--- Start of Records supplied ---

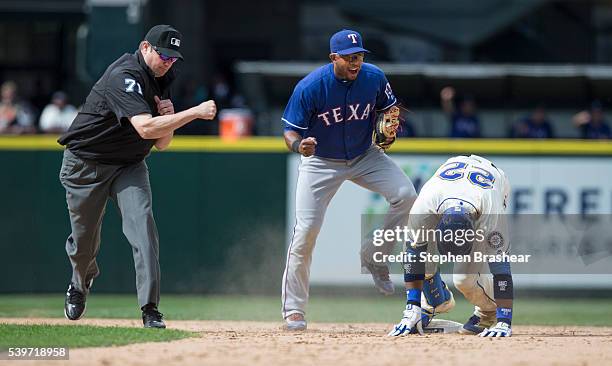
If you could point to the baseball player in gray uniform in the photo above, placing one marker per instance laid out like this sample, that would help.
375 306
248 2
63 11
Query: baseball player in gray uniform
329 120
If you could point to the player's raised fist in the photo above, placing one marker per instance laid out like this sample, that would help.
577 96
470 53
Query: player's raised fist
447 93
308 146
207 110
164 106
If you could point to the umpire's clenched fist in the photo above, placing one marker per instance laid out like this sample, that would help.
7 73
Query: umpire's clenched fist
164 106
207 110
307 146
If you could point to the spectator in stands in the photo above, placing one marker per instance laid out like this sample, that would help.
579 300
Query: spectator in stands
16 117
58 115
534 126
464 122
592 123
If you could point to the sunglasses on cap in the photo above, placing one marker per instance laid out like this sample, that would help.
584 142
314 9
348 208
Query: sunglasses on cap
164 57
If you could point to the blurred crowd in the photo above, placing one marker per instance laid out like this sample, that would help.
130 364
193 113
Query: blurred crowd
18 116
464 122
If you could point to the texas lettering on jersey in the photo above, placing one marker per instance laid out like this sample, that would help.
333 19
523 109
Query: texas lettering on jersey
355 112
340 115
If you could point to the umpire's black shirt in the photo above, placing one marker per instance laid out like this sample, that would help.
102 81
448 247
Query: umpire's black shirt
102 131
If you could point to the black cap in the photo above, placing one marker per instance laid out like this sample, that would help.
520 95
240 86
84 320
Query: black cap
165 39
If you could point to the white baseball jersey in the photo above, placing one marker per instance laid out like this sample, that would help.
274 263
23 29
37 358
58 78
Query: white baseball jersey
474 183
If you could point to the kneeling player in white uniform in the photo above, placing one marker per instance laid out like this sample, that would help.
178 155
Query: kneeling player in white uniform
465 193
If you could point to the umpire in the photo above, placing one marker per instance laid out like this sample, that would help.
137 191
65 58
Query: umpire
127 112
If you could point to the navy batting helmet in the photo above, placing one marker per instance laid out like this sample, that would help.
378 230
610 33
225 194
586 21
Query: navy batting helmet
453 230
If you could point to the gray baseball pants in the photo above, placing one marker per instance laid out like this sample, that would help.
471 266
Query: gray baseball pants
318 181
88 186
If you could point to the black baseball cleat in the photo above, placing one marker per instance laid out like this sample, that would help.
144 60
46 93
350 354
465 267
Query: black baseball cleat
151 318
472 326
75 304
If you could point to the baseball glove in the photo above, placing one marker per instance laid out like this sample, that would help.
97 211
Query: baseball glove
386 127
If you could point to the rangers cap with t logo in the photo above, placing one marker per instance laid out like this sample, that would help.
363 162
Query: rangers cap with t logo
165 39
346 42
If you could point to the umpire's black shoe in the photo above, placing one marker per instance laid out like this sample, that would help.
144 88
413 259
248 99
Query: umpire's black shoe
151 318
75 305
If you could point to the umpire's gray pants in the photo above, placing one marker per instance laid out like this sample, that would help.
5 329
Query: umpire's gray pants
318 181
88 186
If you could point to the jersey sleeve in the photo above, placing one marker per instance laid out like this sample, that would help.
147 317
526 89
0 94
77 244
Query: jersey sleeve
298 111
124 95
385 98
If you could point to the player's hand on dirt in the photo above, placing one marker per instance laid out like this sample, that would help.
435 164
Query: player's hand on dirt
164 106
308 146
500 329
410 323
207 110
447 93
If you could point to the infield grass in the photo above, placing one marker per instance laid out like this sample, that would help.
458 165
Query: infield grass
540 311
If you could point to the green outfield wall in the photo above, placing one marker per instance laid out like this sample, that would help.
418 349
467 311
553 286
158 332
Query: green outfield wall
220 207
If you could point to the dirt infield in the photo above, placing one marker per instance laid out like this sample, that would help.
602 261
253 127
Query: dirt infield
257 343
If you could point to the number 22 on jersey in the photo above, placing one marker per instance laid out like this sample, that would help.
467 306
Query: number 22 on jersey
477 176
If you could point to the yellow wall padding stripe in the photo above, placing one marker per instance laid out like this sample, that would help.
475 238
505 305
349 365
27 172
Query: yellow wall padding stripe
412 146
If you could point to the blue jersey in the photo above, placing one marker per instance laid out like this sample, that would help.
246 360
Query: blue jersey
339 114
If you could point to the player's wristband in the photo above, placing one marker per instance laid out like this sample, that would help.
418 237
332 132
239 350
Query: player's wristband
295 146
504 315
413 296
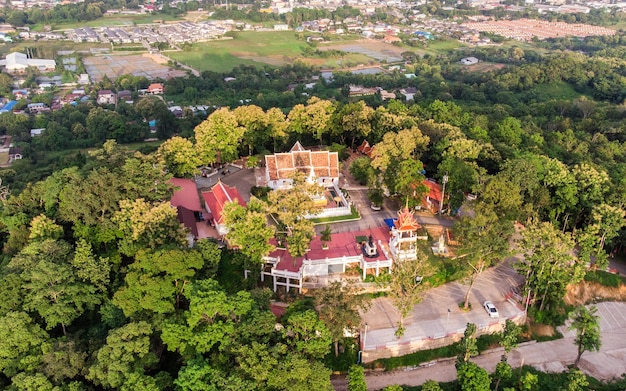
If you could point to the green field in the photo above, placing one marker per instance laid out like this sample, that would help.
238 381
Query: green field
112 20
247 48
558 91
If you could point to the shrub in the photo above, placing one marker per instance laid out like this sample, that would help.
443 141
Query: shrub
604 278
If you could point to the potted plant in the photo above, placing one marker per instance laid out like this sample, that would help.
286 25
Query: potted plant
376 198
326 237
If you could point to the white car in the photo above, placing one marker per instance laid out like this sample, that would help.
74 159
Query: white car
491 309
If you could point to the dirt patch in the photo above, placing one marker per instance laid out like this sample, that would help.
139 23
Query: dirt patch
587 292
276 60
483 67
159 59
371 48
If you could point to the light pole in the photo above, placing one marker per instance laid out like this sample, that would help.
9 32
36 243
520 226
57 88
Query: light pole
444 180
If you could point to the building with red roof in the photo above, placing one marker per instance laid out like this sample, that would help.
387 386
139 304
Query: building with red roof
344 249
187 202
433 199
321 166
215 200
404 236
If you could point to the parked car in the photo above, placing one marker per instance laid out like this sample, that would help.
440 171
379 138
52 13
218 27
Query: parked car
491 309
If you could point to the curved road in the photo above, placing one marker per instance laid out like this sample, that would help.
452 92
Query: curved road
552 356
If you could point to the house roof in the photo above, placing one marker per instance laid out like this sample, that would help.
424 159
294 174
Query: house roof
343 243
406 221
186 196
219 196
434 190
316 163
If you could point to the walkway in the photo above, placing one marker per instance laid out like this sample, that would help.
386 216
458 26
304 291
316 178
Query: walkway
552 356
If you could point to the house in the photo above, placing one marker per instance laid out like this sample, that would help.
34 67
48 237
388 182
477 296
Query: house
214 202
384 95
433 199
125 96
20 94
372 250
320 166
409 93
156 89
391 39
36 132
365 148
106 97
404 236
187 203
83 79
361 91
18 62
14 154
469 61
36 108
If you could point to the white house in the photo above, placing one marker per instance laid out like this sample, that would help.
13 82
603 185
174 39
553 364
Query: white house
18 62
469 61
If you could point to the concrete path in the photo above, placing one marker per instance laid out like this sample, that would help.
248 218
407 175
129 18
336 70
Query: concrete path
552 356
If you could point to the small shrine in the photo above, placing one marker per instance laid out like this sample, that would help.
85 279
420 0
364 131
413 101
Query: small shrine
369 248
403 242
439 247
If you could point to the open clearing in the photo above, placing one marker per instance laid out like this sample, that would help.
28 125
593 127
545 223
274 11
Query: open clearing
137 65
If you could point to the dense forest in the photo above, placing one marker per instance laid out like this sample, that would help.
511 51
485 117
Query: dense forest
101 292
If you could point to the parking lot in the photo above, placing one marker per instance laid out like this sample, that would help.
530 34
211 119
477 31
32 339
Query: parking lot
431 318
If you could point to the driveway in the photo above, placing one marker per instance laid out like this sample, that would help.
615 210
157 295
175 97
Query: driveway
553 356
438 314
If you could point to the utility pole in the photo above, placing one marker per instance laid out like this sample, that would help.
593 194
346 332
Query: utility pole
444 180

--- End of Records supplied ---
--- Start of Records supplied ---

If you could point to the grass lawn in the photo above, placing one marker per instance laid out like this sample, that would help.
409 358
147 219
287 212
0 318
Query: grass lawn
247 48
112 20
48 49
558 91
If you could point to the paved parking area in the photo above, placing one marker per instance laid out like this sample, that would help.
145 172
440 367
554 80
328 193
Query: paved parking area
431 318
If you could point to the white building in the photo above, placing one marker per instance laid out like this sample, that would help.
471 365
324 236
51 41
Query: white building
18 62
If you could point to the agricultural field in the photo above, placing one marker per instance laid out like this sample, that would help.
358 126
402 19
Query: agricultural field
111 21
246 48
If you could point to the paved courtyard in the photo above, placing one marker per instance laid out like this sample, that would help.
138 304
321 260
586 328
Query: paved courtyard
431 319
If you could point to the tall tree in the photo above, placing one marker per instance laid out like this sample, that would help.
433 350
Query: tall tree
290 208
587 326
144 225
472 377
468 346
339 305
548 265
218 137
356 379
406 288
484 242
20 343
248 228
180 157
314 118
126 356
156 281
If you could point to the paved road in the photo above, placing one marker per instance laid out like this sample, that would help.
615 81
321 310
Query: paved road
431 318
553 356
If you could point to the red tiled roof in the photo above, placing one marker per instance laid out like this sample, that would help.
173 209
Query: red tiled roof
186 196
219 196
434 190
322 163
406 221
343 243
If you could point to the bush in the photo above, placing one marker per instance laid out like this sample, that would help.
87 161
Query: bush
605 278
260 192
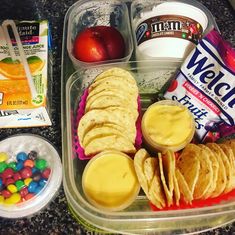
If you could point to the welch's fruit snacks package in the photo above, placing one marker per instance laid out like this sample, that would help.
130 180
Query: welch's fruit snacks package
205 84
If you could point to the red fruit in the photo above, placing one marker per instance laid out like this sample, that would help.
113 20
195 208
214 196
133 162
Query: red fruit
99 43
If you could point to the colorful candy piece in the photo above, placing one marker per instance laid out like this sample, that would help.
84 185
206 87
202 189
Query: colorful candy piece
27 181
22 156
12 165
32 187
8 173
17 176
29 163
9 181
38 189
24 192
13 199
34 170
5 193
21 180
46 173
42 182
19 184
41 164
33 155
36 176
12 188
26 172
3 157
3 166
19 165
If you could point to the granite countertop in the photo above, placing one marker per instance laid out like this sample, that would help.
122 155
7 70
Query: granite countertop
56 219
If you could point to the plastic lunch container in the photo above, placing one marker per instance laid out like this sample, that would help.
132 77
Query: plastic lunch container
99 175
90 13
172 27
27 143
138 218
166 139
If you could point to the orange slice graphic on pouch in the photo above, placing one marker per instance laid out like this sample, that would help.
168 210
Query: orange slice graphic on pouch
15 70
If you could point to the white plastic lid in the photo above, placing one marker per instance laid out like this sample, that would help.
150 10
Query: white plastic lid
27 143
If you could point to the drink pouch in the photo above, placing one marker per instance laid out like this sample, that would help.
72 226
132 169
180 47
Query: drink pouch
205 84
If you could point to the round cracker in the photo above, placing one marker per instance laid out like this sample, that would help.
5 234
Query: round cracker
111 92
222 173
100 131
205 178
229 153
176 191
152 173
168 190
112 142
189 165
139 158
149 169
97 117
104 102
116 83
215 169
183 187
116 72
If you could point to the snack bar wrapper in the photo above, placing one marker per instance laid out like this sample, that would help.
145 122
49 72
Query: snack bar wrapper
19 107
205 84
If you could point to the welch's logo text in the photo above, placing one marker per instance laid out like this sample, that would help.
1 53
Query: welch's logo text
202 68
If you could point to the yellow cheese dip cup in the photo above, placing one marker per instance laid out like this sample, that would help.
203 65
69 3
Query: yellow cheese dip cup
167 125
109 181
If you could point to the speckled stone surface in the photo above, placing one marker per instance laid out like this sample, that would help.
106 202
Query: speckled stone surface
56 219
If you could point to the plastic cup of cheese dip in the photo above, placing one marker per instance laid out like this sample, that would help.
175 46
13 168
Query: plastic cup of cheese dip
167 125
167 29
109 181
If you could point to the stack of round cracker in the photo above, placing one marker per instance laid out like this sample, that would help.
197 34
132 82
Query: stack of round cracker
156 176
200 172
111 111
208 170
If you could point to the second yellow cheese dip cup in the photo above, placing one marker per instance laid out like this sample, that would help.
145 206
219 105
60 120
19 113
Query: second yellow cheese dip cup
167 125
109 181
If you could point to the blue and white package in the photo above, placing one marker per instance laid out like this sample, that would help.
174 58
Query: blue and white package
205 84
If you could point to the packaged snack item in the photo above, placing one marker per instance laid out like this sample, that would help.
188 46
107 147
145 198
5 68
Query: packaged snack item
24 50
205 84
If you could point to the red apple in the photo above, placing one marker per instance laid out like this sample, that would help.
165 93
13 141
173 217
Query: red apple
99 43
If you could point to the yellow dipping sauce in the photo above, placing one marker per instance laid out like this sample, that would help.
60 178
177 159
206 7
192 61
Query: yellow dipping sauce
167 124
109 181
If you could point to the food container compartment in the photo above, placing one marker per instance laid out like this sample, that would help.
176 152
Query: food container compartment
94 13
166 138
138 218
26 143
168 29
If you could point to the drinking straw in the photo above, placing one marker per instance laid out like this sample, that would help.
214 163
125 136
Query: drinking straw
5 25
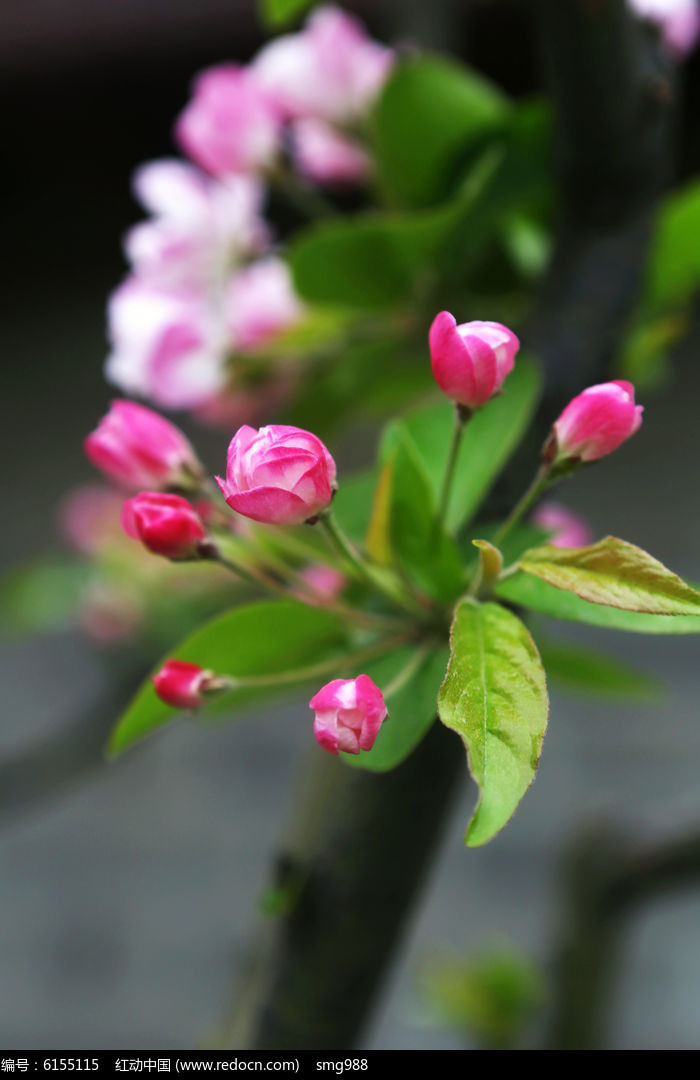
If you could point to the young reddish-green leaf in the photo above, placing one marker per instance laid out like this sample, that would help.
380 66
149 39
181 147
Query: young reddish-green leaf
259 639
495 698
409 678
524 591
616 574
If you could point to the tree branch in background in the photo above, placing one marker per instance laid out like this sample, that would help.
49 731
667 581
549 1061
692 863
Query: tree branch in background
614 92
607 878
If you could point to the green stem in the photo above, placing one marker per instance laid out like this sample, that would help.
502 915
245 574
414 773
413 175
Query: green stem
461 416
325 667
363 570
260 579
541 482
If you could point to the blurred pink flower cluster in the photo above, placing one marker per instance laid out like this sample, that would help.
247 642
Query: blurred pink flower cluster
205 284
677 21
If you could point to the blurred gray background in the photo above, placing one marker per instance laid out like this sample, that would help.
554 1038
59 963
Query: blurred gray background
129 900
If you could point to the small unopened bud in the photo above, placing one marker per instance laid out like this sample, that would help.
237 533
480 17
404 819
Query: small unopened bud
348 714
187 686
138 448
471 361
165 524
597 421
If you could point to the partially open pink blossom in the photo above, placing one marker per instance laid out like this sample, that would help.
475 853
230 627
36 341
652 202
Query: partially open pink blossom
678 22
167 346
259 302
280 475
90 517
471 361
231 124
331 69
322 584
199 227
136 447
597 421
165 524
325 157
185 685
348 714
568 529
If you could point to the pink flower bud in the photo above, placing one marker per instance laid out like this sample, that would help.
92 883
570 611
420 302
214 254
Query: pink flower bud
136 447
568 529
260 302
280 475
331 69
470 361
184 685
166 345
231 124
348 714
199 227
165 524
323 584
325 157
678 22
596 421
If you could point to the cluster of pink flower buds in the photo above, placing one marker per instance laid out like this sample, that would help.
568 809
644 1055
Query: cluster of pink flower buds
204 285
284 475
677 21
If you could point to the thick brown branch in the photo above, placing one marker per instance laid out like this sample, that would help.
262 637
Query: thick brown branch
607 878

--- End of Records supplied ---

State how many lines of the records above contain the string "bush", counting case as significant. Reply with the number alone.

2